# PROVIDED DATA
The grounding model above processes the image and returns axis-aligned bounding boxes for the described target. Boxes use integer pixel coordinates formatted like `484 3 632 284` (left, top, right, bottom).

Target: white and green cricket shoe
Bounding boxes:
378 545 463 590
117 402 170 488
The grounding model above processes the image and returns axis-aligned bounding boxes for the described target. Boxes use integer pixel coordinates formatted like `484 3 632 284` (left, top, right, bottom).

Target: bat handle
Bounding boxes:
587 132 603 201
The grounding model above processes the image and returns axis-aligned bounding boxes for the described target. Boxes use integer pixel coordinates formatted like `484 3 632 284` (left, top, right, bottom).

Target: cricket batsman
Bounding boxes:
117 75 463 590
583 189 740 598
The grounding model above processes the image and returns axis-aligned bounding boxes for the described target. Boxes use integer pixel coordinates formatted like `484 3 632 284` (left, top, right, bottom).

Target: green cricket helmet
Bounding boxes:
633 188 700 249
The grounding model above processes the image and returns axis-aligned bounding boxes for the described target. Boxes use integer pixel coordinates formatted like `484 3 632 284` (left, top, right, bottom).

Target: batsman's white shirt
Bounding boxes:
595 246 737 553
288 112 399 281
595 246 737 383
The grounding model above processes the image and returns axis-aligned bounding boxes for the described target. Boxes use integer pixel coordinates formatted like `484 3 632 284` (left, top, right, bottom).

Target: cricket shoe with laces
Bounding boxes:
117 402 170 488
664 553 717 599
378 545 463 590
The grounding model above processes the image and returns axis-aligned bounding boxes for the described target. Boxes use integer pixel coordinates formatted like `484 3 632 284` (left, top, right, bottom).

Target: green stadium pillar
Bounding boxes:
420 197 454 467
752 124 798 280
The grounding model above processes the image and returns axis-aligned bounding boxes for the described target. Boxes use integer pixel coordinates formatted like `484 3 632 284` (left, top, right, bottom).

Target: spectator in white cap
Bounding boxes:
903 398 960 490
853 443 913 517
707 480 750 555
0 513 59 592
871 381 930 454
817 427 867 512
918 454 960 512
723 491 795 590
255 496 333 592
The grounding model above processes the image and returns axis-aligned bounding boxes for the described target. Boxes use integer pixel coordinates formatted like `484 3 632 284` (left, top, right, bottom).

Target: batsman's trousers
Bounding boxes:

# WRITTEN EXERCISE
Convert all of the data above into a Markdown table with the columns No. and Text. Give each nonblank line its own row, numbered in order, and leave out the blank lines.

# RESPONSE FOR THIS EXERCISE
| No. | Text |
|---|---|
| 1 | The grounding model above processes the image and returns axis-aligned bounding boxes for the described target. Boxes use integer pixel coordinates formatted like `484 3 632 284` (left, top, right, bottom). |
| 2 | Target: white and green cricket shoe |
| 3 | Bounding boxes: |
| 4 | 378 545 463 590 |
| 5 | 117 402 170 488 |
| 6 | The grounding model above processes the image and returns axis-aligned bounding boxes for the described target. Boxes use integer pixel coordinates formatted like `484 3 632 284` (left, top, right, bottom). |
| 7 | Target: bat handle |
| 8 | Bounding boxes: |
| 9 | 587 132 603 201 |
| 10 | The grounding model above processes the image and returns axis-aligned bounding boxes for the described target. Boxes use integer pixel coordinates formatted like `484 3 632 284` (left, top, right, bottom). |
| 11 | Target: cricket batsman |
| 12 | Bounding boxes: |
| 13 | 117 75 463 590 |
| 14 | 583 189 740 598 |
| 15 | The grounding model above processes the image and returns axis-aligned bounding boxes for the described target. Boxes use integer pixel coordinates formatted like `484 3 632 284` (left, top, right, bottom). |
| 16 | Target: green cricket helmet |
| 17 | Bounding boxes: |
| 18 | 633 188 700 249 |
| 19 | The grounding model above processes the image and returns axis-aligned bounding boxes for the described target. Boxes use integer pixel coordinates formatted like `484 3 632 284` (left, top, right, bottom). |
| 20 | Target: batsman's white shirt |
| 21 | Bounding boxes: |
| 22 | 595 246 737 553 |
| 23 | 288 112 399 281 |
| 24 | 595 246 737 383 |
| 25 | The grounding model above processes the image and returns axis-aligned bounding boxes for the described target. Boxes use integer pixel coordinates formatted like `484 3 632 284` (left, top, right, bottom). |
| 26 | Target: cricket shoe with laces |
| 27 | Bounding boxes: |
| 28 | 117 402 170 488 |
| 29 | 664 553 717 599 |
| 30 | 378 545 463 590 |
| 31 | The grounding model above processes the image and returns axis-aligned bounding boxes for the described target. Boxes use integer pixel coordinates formatted like `484 3 632 284` (left, top, right, bottom). |
| 32 | Target: green stadium pillar |
| 33 | Bounding boxes: |
| 34 | 420 197 454 467 |
| 35 | 752 124 798 280 |
| 36 | The grounding model above processes the image and returns axis-aligned bounding boxes for the described target. Boxes use integer pixel coordinates formatted like `484 3 632 284` (left, top, right, bottom). |
| 37 | Target: spectator in white cap |
| 38 | Bounding boxes: |
| 39 | 903 398 960 490 |
| 40 | 853 443 913 517 |
| 41 | 707 480 750 555 |
| 42 | 0 513 59 592 |
| 43 | 871 381 930 454 |
| 44 | 817 427 867 512 |
| 45 | 918 454 960 512 |
| 46 | 723 491 795 590 |
| 47 | 255 496 333 592 |
| 48 | The grounding model above processes the image and returns axis-aligned bounding boxes for the described target. Boxes use integer pixel coordinates formatted like `484 3 632 284` (left, top, right, bottom). |
| 49 | Target: batsman's trousers |
| 50 | Bounding boxes: |